### Work instructions
Render the listing below as a JSON list of strings, one string per line, with blank lines left out.

### Data entries

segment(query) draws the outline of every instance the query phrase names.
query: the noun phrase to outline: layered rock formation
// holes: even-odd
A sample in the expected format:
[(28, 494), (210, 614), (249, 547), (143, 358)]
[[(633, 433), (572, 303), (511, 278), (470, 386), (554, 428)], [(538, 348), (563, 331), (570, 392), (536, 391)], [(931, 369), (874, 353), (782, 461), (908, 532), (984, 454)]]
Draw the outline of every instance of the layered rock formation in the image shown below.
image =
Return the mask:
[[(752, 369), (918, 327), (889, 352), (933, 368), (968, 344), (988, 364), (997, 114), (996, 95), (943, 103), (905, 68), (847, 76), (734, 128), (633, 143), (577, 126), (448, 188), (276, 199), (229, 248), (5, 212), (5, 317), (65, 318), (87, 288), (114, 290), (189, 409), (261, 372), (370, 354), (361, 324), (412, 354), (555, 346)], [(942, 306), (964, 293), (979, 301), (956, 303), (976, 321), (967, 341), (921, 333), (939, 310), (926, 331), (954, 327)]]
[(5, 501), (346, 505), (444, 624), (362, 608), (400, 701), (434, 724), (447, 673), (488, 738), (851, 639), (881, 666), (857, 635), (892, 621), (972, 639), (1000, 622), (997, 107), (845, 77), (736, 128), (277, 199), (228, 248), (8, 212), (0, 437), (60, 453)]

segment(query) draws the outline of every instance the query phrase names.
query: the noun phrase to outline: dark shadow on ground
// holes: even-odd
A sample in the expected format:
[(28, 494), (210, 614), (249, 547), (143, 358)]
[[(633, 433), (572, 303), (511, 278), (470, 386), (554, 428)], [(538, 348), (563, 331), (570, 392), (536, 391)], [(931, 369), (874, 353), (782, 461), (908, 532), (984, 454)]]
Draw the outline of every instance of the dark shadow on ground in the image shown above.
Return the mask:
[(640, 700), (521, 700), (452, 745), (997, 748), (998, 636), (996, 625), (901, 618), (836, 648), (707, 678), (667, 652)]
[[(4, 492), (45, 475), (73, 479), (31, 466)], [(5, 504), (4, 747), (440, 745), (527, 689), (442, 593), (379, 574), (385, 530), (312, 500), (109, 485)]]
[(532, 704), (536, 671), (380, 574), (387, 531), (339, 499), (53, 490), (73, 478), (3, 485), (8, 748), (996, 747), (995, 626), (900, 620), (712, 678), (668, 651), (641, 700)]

### The answer
[
  "segment(query) draws the outline of every instance the query phrase names.",
  "query: the noun phrase to outline: layered rock formation",
  "// holes: even-odd",
  "A sample in the expected format:",
  "[(28, 494), (210, 614), (249, 547), (143, 358)]",
  "[[(633, 433), (572, 303), (511, 278), (470, 386), (554, 428)], [(538, 348), (563, 331), (570, 392), (536, 391)], [(931, 369), (874, 353), (782, 461), (908, 532), (984, 454)]]",
  "Draw the outline of every instance of the layered rock formation in the image shown below.",
  "image =",
  "Return the mask:",
  "[[(752, 369), (918, 327), (889, 352), (933, 368), (968, 344), (988, 364), (997, 114), (996, 95), (943, 103), (905, 68), (847, 76), (734, 128), (633, 143), (577, 126), (448, 188), (276, 199), (229, 248), (5, 212), (5, 317), (65, 318), (87, 288), (114, 290), (189, 409), (261, 372), (370, 354), (361, 324), (412, 354), (555, 346)], [(942, 306), (964, 293), (979, 301), (956, 303), (976, 321), (967, 341), (921, 333), (939, 310), (926, 331), (954, 327)]]",
  "[(5, 501), (346, 505), (444, 624), (362, 608), (400, 701), (434, 724), (447, 673), (488, 738), (851, 639), (881, 666), (857, 635), (892, 621), (972, 639), (1000, 622), (997, 107), (845, 77), (736, 128), (277, 199), (228, 248), (8, 212), (0, 437), (60, 453)]",
  "segment(query) draws the outline of every instance the query phrase names.",
  "query: the noun phrase to outline: dark shadow on ground",
  "// holes: even-odd",
  "A sample in the expected format:",
  "[(28, 494), (210, 614), (249, 547), (143, 358)]",
  "[[(633, 433), (572, 303), (511, 278), (470, 386), (554, 428)], [(538, 348), (563, 331), (570, 392), (536, 391)], [(931, 369), (874, 353), (782, 461), (908, 532), (984, 454)]]",
  "Draw the outline of every instance of the dark shadow on ground in the image shown above.",
  "Return the mask:",
  "[(640, 700), (521, 700), (452, 745), (997, 748), (998, 636), (996, 625), (901, 618), (836, 648), (707, 678), (667, 652)]",
  "[[(4, 492), (45, 475), (73, 479), (31, 466)], [(5, 504), (4, 747), (440, 745), (527, 689), (442, 593), (379, 574), (385, 530), (312, 500), (109, 485)]]",
  "[(532, 704), (536, 671), (380, 574), (387, 531), (339, 499), (53, 490), (73, 478), (3, 485), (8, 748), (996, 747), (995, 626), (900, 620), (712, 678), (668, 651), (641, 700)]"
]